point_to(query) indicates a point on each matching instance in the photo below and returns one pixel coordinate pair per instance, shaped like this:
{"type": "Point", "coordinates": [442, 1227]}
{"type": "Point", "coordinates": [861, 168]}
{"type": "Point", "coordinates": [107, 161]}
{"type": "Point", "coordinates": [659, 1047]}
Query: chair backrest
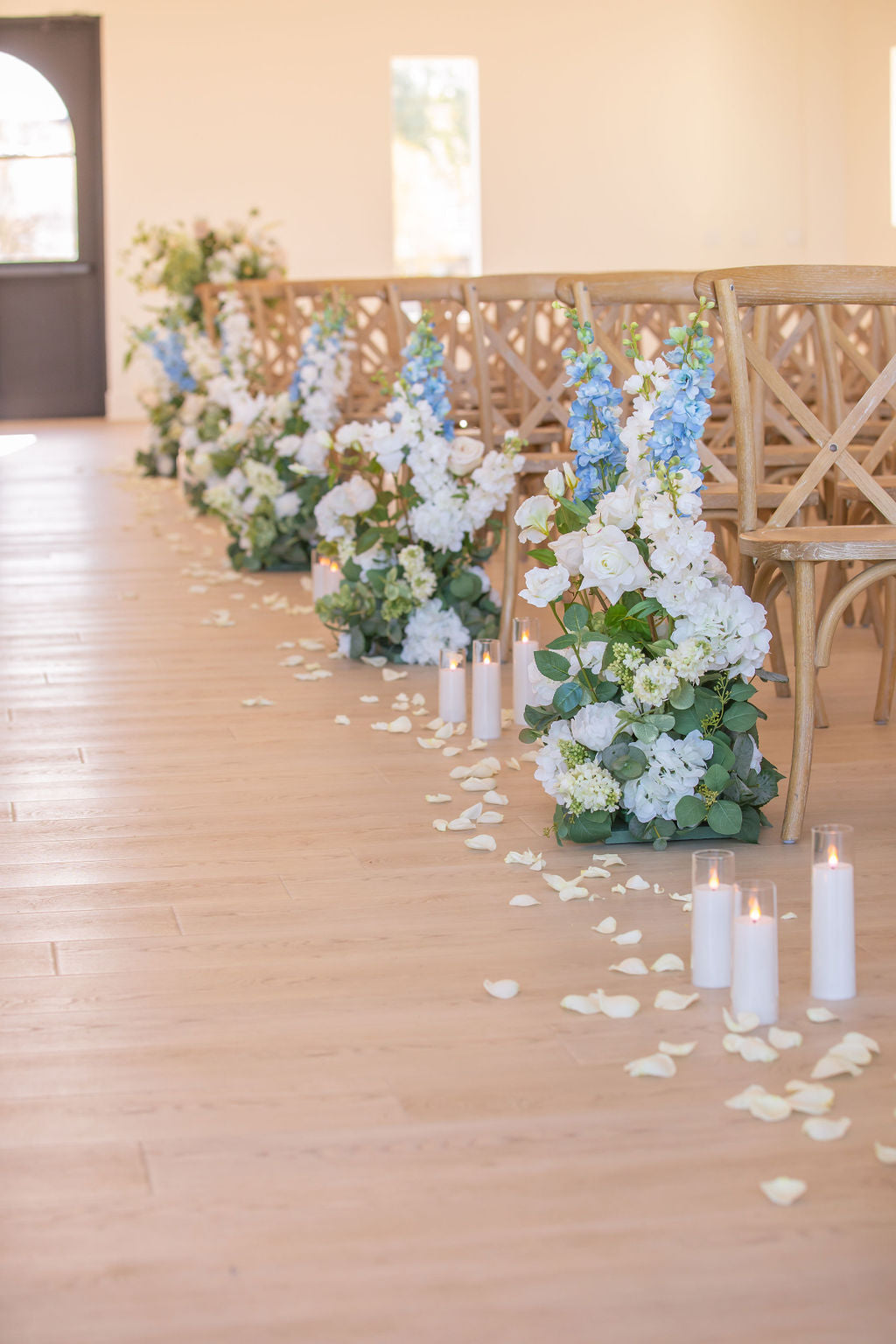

- - -

DO THIS
Could you repeat these lines, substituting "chair leg" for "chair backrest", changing nothing else and leaving out the picture?

TASK SOLUTION
point_to(query) indicates a point on each matching instance in the photo below and returns one pixel coordinate pair per instance, shaped like this:
{"type": "Point", "coordinates": [442, 1227]}
{"type": "Point", "coordinates": [861, 168]}
{"type": "Point", "coordinates": [107, 161]}
{"type": "Point", "coordinates": [659, 1047]}
Query: chair leg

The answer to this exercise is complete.